Provided passage:
In an effort to directly address both vectors of recoil, U.S. Pat. No. 4,852,460 to Davidson (1989) uses a hybrid approach of both an expansion chamber with a thrust surface and vertical porting (whose ports are aiming upwards at 45 degrees from being completely vertical, forming a V-pattern); this combines the worst of both approaches. A muzzle flash spreads out within the shooter's direct field-of-view while the porting offers little actual vertical muzzle climb resistance. The expansion chamber loses compression due to the vertical V-pattern ports and contributes even less to counteracting rearward recoil.

Another hybrid design, as demonstrated by U.S. Pat. No. 8,087,337 to Cary (2012), uses a series of small expansion chambers surrounded by vertical and horizontal porting. The gasses thrust against the series of baffles (for the sake of defined terminology, this should be synonymous with “thrust surfaces”) and exit via the compensator's porting as well as at its muzzle. Porting in series experiences diminished effectiveness with each successive port; this principle of diminished sequential results also applies to thrust surfaces. Due to Cary's sequential baffle and porting design, pressure is lost very quickly as much more high-pressure gasses strike against the first baffle when compared to each successive baffle. Furthermore, the radial porting design which surrounds the vertical and horizontal sides of the compensator only serves to directly address the horizontal recoil vector through diffusing the overall blast exiting the firearm. While this design may have some flash suppression value, as well as some effectiveness at reducing overall recoil, the design works against itself.

Problem description:
Please quote the compensator passage from "In an effort" up to and including "counteracting rearward recoil.". You won't need the items for this.

Recorded information:
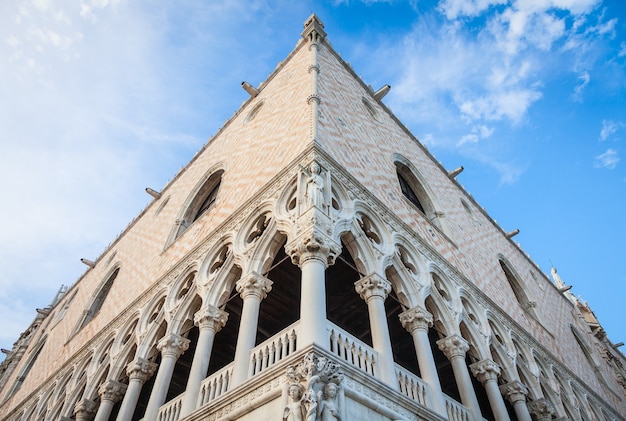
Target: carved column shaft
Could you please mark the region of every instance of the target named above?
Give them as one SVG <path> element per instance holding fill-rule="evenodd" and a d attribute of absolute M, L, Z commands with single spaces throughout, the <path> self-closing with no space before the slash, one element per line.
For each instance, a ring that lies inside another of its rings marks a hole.
<path fill-rule="evenodd" d="M 401 313 L 399 317 L 402 327 L 413 337 L 420 374 L 429 387 L 428 404 L 438 414 L 447 416 L 441 382 L 439 381 L 435 358 L 430 348 L 430 340 L 428 339 L 428 329 L 433 325 L 433 316 L 426 309 L 418 306 Z"/>
<path fill-rule="evenodd" d="M 237 349 L 233 368 L 233 386 L 243 383 L 248 378 L 250 351 L 254 348 L 256 331 L 259 324 L 261 300 L 272 290 L 272 281 L 258 273 L 251 273 L 237 282 L 237 292 L 243 298 L 241 322 L 237 335 Z"/>
<path fill-rule="evenodd" d="M 469 351 L 469 344 L 462 336 L 451 335 L 437 341 L 437 345 L 452 364 L 454 379 L 461 394 L 461 403 L 469 408 L 476 419 L 481 419 L 482 415 L 478 405 L 478 398 L 476 398 L 476 391 L 465 364 L 465 354 Z"/>
<path fill-rule="evenodd" d="M 478 361 L 470 366 L 472 374 L 483 384 L 489 399 L 489 405 L 497 420 L 509 420 L 509 413 L 504 405 L 504 399 L 498 388 L 500 366 L 492 360 Z"/>
<path fill-rule="evenodd" d="M 300 235 L 285 250 L 302 270 L 298 343 L 328 349 L 325 271 L 341 253 L 341 245 L 327 235 L 332 232 L 330 219 L 316 208 L 300 216 L 297 232 Z"/>
<path fill-rule="evenodd" d="M 205 379 L 209 369 L 215 334 L 224 327 L 227 320 L 228 313 L 212 305 L 203 307 L 194 316 L 194 322 L 200 328 L 200 334 L 198 335 L 198 345 L 193 354 L 187 389 L 185 390 L 185 397 L 180 410 L 181 418 L 191 413 L 197 407 L 200 384 Z"/>
<path fill-rule="evenodd" d="M 385 312 L 385 299 L 391 292 L 391 284 L 386 279 L 372 274 L 355 282 L 354 287 L 361 298 L 367 302 L 372 343 L 378 353 L 380 378 L 390 387 L 397 390 L 398 379 L 393 362 L 387 313 Z"/>
<path fill-rule="evenodd" d="M 152 377 L 156 368 L 157 365 L 155 363 L 144 358 L 137 358 L 135 361 L 128 364 L 126 367 L 126 372 L 129 377 L 128 388 L 122 400 L 120 411 L 117 414 L 117 421 L 128 421 L 133 418 L 141 388 L 146 380 Z"/>
<path fill-rule="evenodd" d="M 144 420 L 155 420 L 159 413 L 159 408 L 165 402 L 167 391 L 172 381 L 176 360 L 189 348 L 189 339 L 183 338 L 175 333 L 165 335 L 157 344 L 157 349 L 161 351 L 161 364 L 154 381 L 154 387 L 148 400 Z"/>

Output of the task:
In an effort to directly address both vectors of recoil, U.S. Pat. No. 4,852,460 to Davidson (1989) uses a hybrid approach of both an expansion chamber with a thrust surface and vertical porting (whose ports are aiming upwards at 45 degrees from being completely vertical, forming a V-pattern); this combines the worst of both approaches. A muzzle flash spreads out within the shooter's direct field-of-view while the porting offers little actual vertical muzzle climb resistance. The expansion chamber loses compression due to the vertical V-pattern ports and contributes even less to counteracting rearward recoil.